• Exercise inputs:

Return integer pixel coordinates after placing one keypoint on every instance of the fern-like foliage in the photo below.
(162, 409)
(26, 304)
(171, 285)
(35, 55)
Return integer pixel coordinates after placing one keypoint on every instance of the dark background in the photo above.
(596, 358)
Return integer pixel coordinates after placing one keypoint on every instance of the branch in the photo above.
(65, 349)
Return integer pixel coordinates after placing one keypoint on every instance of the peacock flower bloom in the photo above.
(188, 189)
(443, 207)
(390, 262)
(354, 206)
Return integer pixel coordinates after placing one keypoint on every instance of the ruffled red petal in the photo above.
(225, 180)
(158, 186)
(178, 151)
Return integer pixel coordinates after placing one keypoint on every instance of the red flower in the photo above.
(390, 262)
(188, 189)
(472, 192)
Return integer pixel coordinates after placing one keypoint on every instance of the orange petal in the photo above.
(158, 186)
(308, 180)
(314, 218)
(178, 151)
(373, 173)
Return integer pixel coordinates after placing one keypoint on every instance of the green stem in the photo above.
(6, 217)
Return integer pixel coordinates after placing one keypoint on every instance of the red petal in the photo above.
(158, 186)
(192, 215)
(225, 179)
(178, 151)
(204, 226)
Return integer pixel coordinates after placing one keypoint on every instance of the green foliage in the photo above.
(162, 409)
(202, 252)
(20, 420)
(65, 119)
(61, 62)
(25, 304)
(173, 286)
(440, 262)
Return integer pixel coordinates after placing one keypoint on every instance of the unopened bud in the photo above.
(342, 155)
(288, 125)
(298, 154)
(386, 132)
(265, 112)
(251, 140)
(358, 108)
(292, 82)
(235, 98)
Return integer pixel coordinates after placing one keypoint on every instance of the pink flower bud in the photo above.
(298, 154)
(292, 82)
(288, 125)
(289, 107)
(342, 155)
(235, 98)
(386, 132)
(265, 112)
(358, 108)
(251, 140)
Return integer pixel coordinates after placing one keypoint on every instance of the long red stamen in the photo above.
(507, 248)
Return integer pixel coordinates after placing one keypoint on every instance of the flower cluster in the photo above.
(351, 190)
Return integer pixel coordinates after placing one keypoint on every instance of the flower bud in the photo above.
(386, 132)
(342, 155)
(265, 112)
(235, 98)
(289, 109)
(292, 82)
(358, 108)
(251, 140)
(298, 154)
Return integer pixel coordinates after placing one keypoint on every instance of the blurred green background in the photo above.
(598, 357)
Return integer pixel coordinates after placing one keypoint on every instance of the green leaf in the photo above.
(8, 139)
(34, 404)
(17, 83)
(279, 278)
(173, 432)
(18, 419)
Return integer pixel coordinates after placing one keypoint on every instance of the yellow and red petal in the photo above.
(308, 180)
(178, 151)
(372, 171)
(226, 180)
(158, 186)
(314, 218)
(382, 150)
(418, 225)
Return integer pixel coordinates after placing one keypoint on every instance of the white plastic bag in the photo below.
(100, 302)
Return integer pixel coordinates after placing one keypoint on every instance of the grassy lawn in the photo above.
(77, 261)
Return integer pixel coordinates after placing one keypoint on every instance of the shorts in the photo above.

* * *

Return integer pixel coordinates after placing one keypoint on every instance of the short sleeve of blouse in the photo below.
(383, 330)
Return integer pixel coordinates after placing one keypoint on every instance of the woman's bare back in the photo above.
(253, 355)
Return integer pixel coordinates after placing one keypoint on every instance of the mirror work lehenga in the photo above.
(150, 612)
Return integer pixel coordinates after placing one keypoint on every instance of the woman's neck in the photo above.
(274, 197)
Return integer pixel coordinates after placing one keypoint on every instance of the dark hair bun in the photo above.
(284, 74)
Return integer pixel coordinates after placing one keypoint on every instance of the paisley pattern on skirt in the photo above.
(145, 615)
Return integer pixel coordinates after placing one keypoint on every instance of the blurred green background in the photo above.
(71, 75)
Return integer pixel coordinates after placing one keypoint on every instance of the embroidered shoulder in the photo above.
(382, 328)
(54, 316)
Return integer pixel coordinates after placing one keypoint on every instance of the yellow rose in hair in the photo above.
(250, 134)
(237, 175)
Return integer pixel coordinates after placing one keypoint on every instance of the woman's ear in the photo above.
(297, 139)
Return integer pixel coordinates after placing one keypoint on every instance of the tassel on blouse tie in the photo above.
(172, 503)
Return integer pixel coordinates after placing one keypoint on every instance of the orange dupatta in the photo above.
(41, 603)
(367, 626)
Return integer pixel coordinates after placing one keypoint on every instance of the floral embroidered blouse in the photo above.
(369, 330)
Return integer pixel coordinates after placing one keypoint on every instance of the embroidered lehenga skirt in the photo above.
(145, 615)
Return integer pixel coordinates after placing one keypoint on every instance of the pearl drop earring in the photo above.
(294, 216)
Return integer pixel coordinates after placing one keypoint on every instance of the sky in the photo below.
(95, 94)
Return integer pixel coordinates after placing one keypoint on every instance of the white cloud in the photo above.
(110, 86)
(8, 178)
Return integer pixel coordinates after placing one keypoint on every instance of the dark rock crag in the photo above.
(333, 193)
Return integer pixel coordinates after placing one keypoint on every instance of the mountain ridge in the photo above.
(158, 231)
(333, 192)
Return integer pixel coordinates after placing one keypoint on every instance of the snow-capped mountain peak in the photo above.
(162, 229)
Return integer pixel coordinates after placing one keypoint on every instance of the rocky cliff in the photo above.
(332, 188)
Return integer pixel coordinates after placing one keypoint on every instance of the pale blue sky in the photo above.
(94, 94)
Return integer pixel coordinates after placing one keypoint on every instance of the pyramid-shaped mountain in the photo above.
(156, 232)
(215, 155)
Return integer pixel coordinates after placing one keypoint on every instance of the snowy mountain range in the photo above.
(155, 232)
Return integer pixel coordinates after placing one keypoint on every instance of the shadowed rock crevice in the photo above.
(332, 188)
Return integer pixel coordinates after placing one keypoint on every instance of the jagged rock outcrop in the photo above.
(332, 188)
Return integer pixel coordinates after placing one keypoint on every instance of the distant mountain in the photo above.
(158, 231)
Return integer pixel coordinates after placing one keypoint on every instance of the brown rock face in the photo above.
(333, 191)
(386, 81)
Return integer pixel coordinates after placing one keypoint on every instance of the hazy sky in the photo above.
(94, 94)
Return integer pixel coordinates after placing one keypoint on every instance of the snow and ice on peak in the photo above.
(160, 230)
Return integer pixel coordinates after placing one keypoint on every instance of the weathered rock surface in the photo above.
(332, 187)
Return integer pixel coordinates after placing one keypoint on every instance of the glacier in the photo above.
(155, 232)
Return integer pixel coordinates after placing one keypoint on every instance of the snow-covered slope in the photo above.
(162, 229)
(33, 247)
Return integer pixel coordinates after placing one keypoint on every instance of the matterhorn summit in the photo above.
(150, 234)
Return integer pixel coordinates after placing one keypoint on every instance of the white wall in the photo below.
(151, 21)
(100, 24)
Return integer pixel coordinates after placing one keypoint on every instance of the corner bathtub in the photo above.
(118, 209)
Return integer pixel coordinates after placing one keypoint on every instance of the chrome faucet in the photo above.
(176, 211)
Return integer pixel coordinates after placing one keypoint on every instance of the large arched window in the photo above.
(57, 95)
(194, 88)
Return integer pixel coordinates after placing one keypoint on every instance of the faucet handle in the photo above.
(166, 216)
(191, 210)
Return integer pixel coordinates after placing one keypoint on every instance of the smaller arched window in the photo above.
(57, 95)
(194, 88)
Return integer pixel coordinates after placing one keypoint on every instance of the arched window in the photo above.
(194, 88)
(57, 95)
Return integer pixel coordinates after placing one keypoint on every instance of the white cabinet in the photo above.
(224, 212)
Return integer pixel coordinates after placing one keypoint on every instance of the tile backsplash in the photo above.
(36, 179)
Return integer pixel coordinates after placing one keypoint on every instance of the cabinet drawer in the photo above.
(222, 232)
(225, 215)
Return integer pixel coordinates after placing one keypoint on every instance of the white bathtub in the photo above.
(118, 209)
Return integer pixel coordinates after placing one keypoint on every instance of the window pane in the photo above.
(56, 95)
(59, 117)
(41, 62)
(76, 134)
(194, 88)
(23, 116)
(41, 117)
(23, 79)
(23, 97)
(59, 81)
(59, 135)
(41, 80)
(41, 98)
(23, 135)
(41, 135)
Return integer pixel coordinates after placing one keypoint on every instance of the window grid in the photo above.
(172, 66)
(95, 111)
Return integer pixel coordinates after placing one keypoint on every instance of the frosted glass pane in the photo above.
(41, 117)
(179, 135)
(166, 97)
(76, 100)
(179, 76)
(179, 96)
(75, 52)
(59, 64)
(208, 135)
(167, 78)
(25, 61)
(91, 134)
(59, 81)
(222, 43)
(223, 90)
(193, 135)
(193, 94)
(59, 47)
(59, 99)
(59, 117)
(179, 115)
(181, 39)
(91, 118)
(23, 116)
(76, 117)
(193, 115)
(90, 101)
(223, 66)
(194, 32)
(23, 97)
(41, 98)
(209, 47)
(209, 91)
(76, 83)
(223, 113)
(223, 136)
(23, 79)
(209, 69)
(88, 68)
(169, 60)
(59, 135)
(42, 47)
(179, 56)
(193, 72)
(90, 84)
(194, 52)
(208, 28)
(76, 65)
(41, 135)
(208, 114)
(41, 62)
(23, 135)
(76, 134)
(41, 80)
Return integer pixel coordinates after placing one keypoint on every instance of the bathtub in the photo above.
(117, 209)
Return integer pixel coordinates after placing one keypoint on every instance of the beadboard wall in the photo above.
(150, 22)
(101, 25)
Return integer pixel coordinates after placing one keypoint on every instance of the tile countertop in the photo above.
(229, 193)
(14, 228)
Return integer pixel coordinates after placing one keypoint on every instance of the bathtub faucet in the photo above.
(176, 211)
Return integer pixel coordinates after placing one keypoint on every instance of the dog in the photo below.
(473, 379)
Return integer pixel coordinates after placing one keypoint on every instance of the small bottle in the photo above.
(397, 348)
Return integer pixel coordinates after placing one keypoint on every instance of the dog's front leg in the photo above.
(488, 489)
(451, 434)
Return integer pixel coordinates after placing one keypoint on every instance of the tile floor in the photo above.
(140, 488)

--

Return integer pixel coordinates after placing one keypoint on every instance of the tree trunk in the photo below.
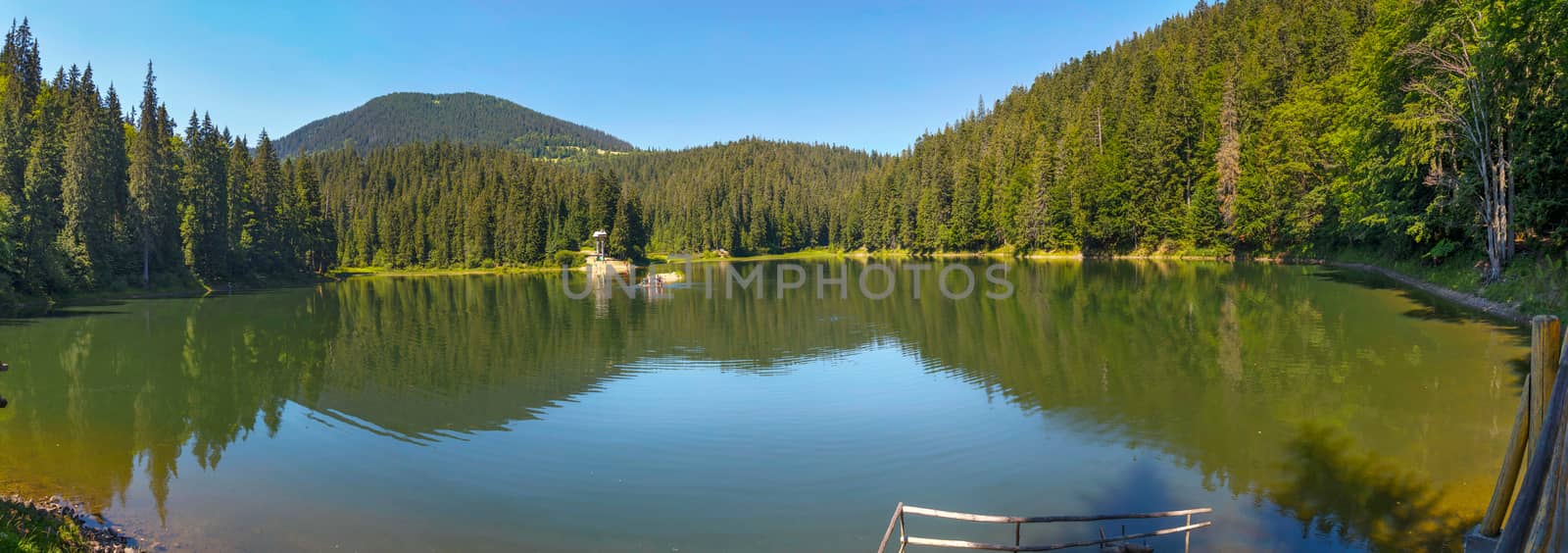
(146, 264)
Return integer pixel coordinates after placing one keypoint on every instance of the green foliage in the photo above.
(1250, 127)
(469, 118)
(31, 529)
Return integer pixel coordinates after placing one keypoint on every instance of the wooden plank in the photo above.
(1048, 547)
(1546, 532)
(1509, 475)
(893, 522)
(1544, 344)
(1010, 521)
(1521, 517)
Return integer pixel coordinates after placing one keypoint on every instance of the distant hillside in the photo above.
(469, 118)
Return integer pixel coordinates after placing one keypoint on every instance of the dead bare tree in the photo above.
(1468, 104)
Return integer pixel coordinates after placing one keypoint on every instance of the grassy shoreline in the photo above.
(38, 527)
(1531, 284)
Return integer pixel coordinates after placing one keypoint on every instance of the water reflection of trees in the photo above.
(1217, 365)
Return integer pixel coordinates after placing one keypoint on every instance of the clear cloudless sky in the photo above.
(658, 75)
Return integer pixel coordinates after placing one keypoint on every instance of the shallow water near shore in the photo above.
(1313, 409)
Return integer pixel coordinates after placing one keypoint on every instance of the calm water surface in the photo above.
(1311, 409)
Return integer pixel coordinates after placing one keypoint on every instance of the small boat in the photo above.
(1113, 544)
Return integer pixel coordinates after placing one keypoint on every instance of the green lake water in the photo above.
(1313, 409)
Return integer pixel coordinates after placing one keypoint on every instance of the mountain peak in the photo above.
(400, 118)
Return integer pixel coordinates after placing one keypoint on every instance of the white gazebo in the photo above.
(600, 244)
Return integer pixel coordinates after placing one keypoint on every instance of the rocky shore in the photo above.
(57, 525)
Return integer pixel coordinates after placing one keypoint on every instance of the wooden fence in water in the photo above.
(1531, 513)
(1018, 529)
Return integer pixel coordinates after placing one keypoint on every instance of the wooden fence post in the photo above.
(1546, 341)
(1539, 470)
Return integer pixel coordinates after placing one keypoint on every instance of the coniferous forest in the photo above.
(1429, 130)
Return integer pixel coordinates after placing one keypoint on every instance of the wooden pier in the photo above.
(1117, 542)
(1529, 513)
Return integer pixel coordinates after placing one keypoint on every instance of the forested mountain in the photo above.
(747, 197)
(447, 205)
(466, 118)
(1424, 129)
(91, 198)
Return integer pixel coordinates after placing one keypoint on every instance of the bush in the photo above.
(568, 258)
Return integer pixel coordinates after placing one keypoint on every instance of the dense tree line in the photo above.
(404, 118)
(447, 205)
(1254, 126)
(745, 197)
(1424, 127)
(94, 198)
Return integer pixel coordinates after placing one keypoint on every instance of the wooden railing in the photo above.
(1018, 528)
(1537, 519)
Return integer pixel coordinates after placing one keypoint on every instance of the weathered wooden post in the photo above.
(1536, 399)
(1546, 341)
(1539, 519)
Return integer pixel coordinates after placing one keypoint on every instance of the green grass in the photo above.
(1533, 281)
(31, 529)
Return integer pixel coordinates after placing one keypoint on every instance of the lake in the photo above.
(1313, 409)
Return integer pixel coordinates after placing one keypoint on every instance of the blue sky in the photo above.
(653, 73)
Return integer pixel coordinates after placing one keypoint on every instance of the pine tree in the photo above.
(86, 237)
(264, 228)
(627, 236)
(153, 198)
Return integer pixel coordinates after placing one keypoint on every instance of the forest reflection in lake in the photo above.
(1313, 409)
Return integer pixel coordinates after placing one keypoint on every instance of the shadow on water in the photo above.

• Stated problem:
Rewrite the material, starting at the line that has "and red petal in the photo above." and ending after the line that has "shorts in the photo above.", keeping every line in that span. Raise each coordinate in the answers by 134.

• Correct answer:
Return integer pixel coordinates after placing one keypoint on every instance of the yellow and red petal in the photo above.
(442, 314)
(312, 285)
(506, 305)
(360, 314)
(292, 320)
(448, 352)
(516, 284)
(552, 359)
Return integer pixel coordinates after placing one keypoint on every instance of the white plastic bag in the photo below.
(234, 436)
Return integer pixel coordinates after placing one keypoint on every instance of the grassy lawn in the photo above.
(211, 395)
Return integer pixel coordinates after placing one keypoint on every instance of the shorts in the photo above.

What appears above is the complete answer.